- **Exercise data**:
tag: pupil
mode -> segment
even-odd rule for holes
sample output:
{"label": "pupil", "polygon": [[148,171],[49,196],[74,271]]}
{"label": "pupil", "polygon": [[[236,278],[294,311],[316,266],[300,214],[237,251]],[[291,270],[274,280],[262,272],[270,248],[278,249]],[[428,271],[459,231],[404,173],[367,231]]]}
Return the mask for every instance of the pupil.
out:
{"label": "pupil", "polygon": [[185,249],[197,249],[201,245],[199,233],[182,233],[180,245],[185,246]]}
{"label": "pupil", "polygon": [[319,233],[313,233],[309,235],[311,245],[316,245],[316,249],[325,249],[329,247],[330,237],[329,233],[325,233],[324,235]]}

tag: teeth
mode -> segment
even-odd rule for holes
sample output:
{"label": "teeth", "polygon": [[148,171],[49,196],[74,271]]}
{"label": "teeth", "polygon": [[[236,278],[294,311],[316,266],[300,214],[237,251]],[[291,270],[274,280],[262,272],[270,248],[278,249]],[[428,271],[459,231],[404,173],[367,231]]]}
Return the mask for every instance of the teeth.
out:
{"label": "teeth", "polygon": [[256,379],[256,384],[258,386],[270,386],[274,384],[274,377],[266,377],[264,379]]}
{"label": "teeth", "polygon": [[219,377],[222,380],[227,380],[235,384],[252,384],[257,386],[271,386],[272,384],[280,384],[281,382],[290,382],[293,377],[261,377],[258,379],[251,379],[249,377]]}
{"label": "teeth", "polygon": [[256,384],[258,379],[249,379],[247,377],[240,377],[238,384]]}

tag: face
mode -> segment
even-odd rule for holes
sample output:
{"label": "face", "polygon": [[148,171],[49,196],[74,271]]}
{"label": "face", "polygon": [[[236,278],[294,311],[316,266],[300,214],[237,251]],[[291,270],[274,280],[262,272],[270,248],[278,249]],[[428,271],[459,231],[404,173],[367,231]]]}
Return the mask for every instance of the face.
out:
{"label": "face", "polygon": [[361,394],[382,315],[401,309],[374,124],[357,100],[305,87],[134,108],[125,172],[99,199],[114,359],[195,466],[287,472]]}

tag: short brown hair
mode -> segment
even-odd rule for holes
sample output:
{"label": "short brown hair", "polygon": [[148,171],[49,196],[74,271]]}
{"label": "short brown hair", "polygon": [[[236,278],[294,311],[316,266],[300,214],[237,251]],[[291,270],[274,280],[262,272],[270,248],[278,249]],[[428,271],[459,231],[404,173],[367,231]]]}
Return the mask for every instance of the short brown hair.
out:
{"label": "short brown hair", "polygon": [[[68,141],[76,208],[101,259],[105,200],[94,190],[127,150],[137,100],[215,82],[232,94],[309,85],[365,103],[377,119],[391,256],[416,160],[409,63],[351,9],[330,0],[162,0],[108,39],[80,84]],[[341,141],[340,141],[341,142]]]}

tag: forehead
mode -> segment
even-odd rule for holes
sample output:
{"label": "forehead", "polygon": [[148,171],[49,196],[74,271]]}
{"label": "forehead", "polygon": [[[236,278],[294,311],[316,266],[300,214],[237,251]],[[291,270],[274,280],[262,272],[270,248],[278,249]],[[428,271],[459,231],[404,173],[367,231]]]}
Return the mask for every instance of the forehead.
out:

- **What the task asks**: Search the records above for "forehead" and copy every line that has it.

- **Solution for this problem**:
tag: forehead
{"label": "forehead", "polygon": [[148,171],[49,196],[74,271]]}
{"label": "forehead", "polygon": [[[236,278],[294,311],[316,266],[300,214],[237,251]],[[291,270],[274,280],[262,272],[270,248],[278,249]],[[428,271],[459,231],[404,173],[367,231]]]}
Return the mask for every instance of the forehead.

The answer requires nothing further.